Referring expression data:
----

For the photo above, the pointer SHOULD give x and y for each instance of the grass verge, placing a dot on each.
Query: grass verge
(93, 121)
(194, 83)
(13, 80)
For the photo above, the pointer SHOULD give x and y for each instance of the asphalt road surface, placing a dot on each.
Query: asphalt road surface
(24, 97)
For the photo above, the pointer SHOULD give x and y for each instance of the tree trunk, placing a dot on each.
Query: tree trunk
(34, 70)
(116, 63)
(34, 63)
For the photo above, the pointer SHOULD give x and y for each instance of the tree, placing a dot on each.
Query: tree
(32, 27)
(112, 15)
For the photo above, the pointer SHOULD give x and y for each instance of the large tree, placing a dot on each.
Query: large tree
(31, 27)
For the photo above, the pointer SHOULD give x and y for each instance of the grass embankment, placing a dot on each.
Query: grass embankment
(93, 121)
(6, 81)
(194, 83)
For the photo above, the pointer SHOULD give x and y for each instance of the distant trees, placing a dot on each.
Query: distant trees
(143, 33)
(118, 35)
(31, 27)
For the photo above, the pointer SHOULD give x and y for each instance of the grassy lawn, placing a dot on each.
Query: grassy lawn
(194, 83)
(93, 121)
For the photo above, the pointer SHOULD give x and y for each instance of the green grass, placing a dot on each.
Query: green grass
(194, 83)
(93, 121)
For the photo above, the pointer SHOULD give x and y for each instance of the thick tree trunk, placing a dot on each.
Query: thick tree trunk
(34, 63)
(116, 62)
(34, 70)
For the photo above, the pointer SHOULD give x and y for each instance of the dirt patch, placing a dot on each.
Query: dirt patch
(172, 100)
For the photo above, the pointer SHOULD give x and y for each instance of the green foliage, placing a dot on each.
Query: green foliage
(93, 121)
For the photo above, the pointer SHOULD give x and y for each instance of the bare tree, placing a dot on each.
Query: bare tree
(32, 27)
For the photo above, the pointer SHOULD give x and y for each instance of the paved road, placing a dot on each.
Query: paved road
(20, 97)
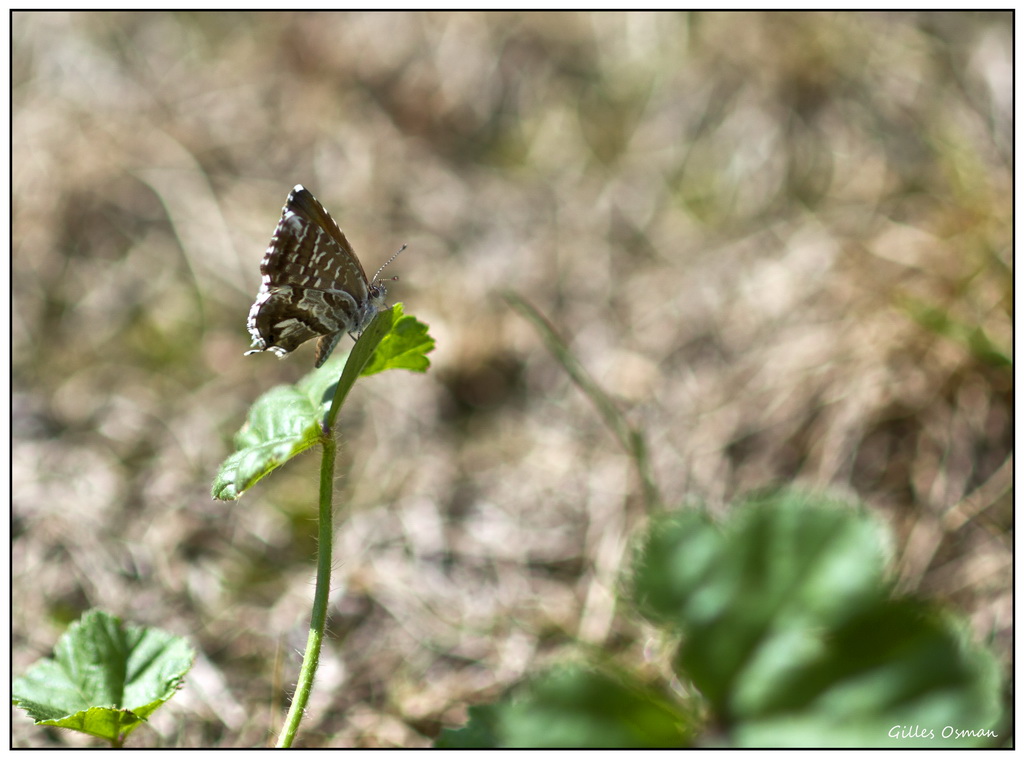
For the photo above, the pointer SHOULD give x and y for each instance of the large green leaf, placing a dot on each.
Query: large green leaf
(289, 419)
(104, 678)
(790, 632)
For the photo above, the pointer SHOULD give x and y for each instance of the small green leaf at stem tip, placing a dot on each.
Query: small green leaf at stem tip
(291, 419)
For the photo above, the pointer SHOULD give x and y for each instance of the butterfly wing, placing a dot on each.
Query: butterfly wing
(313, 284)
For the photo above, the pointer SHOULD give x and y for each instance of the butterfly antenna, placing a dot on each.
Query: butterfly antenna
(388, 262)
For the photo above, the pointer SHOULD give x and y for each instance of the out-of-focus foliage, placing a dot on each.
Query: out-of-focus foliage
(781, 242)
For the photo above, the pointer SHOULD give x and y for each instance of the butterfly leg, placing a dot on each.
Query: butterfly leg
(325, 345)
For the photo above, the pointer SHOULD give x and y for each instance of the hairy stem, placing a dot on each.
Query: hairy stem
(317, 621)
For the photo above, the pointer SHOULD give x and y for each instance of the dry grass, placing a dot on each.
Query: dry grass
(783, 242)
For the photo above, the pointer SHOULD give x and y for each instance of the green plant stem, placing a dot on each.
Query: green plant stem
(317, 620)
(629, 437)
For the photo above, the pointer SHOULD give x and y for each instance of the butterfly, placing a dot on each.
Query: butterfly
(313, 285)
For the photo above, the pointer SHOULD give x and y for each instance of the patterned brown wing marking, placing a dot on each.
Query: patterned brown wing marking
(313, 284)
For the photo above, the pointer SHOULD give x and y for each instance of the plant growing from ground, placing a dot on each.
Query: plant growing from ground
(107, 679)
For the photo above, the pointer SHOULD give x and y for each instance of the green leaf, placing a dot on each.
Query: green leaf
(577, 707)
(104, 678)
(403, 347)
(896, 665)
(790, 633)
(290, 419)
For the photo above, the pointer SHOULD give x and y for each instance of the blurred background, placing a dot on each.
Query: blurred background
(781, 242)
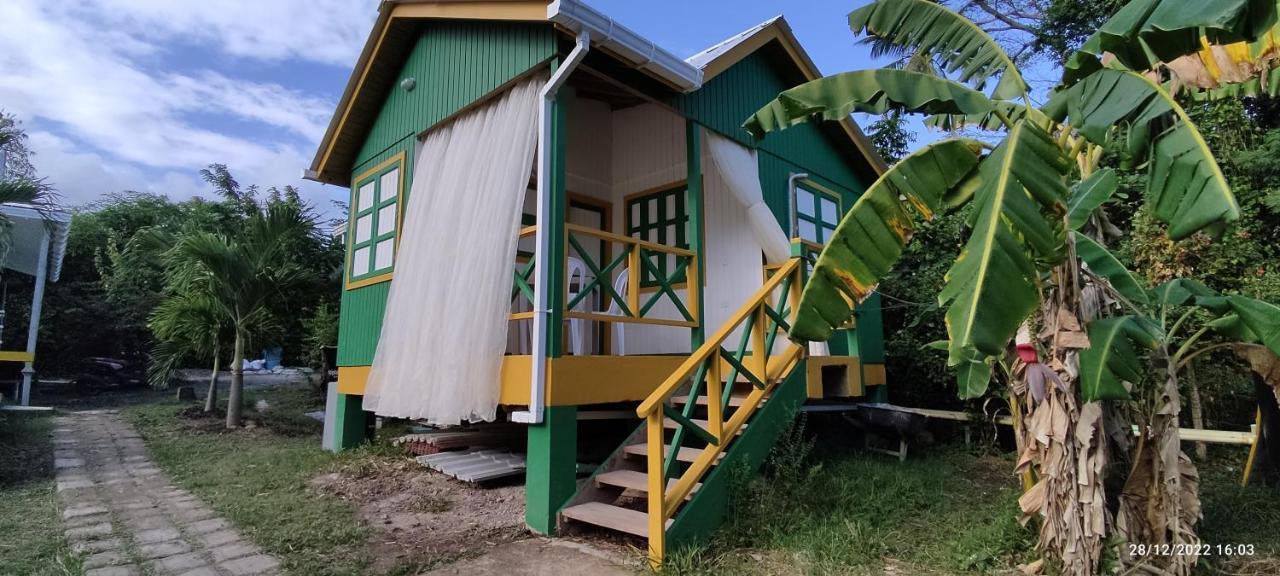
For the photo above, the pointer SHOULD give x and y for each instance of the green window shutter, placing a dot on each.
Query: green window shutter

----

Omit all pictures and write out, exactly, only the lines from the line containing "the green leaf, placing a dot on each." through the last line of the entries above.

Result of the exercise:
For the photo above, the pointer SHOULD give x and y for each instance of the green leaf, placing a dot on each.
Query: green leaf
(577, 707)
(104, 678)
(403, 347)
(896, 665)
(790, 633)
(290, 419)
For the photo above, the pointer SHOULD give x and y for each instance of the blurred background, placing a dot on each.
Query: blurred background
(781, 242)
For the photo above, the pointer SHOULD give x and y for each instance of the green window shutter, placing a dot on each.
Query: green window shutter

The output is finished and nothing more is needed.